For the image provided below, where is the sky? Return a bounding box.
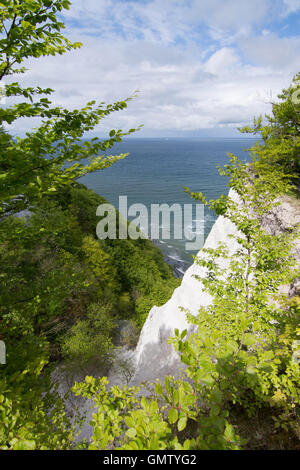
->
[8,0,300,137]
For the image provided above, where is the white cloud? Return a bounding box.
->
[6,0,300,135]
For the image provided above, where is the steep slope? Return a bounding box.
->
[133,190,237,383]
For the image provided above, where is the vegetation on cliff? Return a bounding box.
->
[0,0,300,450]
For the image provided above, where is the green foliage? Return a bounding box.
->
[73,92,300,450]
[62,304,115,369]
[0,0,141,214]
[240,73,300,176]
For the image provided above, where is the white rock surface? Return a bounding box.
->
[133,190,238,384]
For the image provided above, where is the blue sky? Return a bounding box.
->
[12,0,300,137]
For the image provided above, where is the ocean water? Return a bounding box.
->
[80,138,255,277]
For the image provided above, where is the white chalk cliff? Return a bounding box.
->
[133,190,238,384]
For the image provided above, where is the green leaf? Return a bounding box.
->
[168,408,178,424]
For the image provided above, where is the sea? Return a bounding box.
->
[80,138,255,277]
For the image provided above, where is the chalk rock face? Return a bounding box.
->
[133,190,238,384]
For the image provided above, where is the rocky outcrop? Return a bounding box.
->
[133,191,238,383]
[133,190,300,384]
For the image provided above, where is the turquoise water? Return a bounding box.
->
[80,138,255,272]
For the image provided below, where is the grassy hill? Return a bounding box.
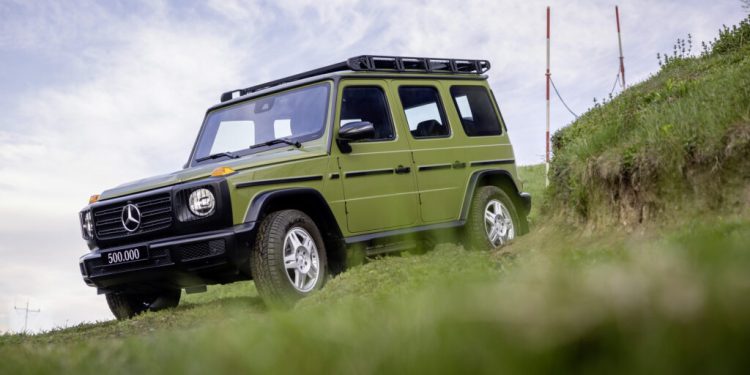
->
[0,16,750,374]
[550,18,750,225]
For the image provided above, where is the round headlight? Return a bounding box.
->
[81,211,94,239]
[188,188,216,217]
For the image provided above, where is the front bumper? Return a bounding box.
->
[79,223,255,293]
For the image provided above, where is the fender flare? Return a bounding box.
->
[459,169,531,221]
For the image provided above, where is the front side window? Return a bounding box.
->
[194,83,330,162]
[340,86,395,141]
[451,86,501,137]
[398,86,451,138]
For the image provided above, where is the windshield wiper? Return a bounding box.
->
[250,138,302,148]
[195,151,240,163]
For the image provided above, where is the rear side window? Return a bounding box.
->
[398,86,451,138]
[451,86,501,137]
[340,86,394,141]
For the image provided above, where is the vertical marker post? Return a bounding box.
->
[544,7,550,187]
[615,5,625,90]
[13,300,42,333]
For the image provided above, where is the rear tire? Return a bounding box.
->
[250,210,328,308]
[105,289,181,320]
[465,186,521,250]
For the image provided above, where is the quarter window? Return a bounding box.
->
[451,86,501,137]
[340,87,394,140]
[398,86,451,138]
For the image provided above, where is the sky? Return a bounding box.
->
[0,0,746,332]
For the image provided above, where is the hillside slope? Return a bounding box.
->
[550,18,750,224]
[0,18,750,374]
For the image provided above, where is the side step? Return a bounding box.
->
[365,241,417,257]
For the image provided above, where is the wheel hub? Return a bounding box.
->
[484,199,515,248]
[284,227,320,292]
[296,250,312,273]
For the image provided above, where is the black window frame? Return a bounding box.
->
[398,85,453,141]
[337,84,398,143]
[448,85,505,137]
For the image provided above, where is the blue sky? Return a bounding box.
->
[0,0,746,331]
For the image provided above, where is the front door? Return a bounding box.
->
[334,81,419,233]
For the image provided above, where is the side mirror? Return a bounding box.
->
[336,121,375,154]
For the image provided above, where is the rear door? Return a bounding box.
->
[334,80,419,233]
[392,80,467,223]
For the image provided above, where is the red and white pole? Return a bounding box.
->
[544,7,550,187]
[615,5,625,90]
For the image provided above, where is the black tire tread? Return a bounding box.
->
[250,210,327,308]
[464,185,520,250]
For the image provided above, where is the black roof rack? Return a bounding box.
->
[221,55,490,102]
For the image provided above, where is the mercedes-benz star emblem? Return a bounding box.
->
[120,204,141,232]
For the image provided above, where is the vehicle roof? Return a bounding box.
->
[208,55,490,111]
[212,71,488,112]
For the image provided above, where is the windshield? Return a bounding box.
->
[193,83,329,162]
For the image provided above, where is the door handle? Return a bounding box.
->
[396,165,411,174]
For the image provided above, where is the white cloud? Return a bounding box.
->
[0,0,741,330]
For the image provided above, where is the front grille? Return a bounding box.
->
[94,193,172,240]
[175,240,224,260]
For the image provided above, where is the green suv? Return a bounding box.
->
[79,56,531,319]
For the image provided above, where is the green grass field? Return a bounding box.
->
[0,16,750,374]
[0,167,750,374]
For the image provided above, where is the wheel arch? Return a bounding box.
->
[460,169,531,234]
[245,188,346,274]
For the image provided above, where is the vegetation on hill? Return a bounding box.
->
[0,14,750,374]
[549,13,750,224]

☆ ☆ ☆ ☆ ☆ ☆ ☆

Szczegóły zadania: Proszę przepisać cały powyższy materiał bez żadnych zmian, pomijając obrazy.

Wykonane zadanie:
For the image provided below, where is the sky? Return a bounding box.
->
[8,0,300,137]
For the image provided above, where is the white cloud? Return a bounding box.
->
[6,0,300,135]
For the image provided above, where is the steep slope? Return a bounding box.
->
[133,190,237,383]
For the image provided above, where is the vegetation on cliff? Return a bounding box.
->
[0,0,300,450]
For the image provided above, where is the green foliage? Return a bounding box.
->
[73,92,300,450]
[62,304,115,369]
[0,0,141,214]
[240,73,300,176]
For the image provided above, where is the white rock surface? Return a bounding box.
->
[133,190,238,384]
For the image provided above, where is the blue sky? Return a bounding box.
->
[12,0,300,137]
For the image provided above, where is the ocean water? Return a bounding box.
->
[80,138,255,277]
For the image provided above, where is the white chalk cliff? Return a bounding box.
->
[133,190,238,384]
For the image provided above, where is the green leaf? Return a bounding box.
->
[168,408,178,424]
For the image provided above, where is the sea? Return a bounding box.
->
[80,138,255,277]
For the image provided above, where is the chalk rock face? Return a bounding box.
->
[133,190,238,384]
For the image provided above, where is the rocky outcrop? Return a bounding box.
->
[133,191,238,383]
[133,190,300,384]
For the image provided above, where is the turquoise water? Return a bounding box.
->
[80,138,255,272]
For the image provided below, where is the grassy hill? Return a bounding box.
->
[0,16,750,374]
[550,18,750,225]
For the image provided above, where is the round headlight? Return a bounding box.
->
[81,211,94,239]
[188,188,216,217]
For the image provided above, where is the front bumper? Return a bounding box.
->
[79,223,255,293]
For the image provided above, where is the fender flare? Return a bounding box.
->
[459,169,531,221]
For the image provided above, where is the front side window? Return a bounding box.
->
[194,83,330,162]
[340,86,395,141]
[451,86,501,137]
[398,86,451,138]
For the image provided above, where is the windshield wiper? Return a bounding box.
->
[250,138,302,148]
[195,151,240,163]
For the image provided above, where is the rear side window? Return a bounding box.
->
[398,86,451,138]
[451,86,501,137]
[340,86,394,141]
For the image provided above, where is the vertical marker post? Return a bounding box.
->
[544,7,550,187]
[615,5,625,90]
[13,300,42,333]
For the image provided above, where is the rear tire? Return a bounding box.
->
[250,210,328,308]
[105,289,181,320]
[465,186,521,250]
For the image provided above, where is the quarter window? Return a bounding box.
->
[451,86,501,137]
[340,87,394,140]
[398,86,451,138]
For the image provided above, where is the sky? Return a bounding box.
->
[0,0,746,332]
For the image provided above, where is the hillside slope? Return a bounding box.
->
[550,18,750,224]
[0,18,750,374]
For the image provided above, where is the side step? Return a bounding box.
->
[365,241,417,257]
For the image provided above, where is the wheel hub? Return a bounding box.
->
[484,199,515,248]
[284,227,320,292]
[296,250,312,273]
For the image provided above, where is the black window frame? Return a bounding box.
->
[398,85,453,141]
[337,84,398,143]
[448,85,505,137]
For the image provided above, where is the blue sky? Return a bounding box.
->
[0,0,746,331]
For the image provided above, where is the front door? Return a bounding box.
->
[334,81,419,233]
For the image provided above, where is the side mirror? Return a bounding box.
->
[336,121,375,154]
For the image provided above, where is the rear door? Return a bounding box.
->
[334,80,419,233]
[392,80,467,223]
For the image provided above, where is the red and white pole? Return a bounding box.
->
[544,7,550,187]
[615,5,625,90]
For the image provided above, where is the black tire tread? Return a bounding box.
->
[250,210,327,308]
[464,185,520,250]
For the image provided above, where is the black roof rack? Return a bounding box.
->
[221,55,490,102]
For the image provided above, where is the mercedes-benz star emblem? Return a bounding box.
->
[120,204,141,232]
For the image provided above, where is the vehicle roof? Return a bounding box.
->
[208,55,490,111]
[212,71,488,112]
For the image provided above, where is the windshield? Return a bounding box.
->
[193,83,329,162]
For the image provided above, where is the door handle? Return a bounding box.
->
[396,165,411,174]
For the image provided above, where is the white cloud? Return a bounding box.
->
[0,0,741,330]
For the image provided above, where is the front grille? Return a bounding box.
->
[94,193,172,240]
[175,240,224,260]
For the image provided above, where is the green suv? Return a bounding box.
->
[79,56,531,319]
For the image provided above, where is the green grass field? Return a bounding box.
->
[0,16,750,374]
[0,167,750,374]
For the image provided above, where is the wheel arch? Return a bounding box.
->
[460,169,531,234]
[245,188,346,274]
For the image provided above, where is the vegetation on hill? Return a bounding box.
->
[0,14,750,374]
[549,13,750,224]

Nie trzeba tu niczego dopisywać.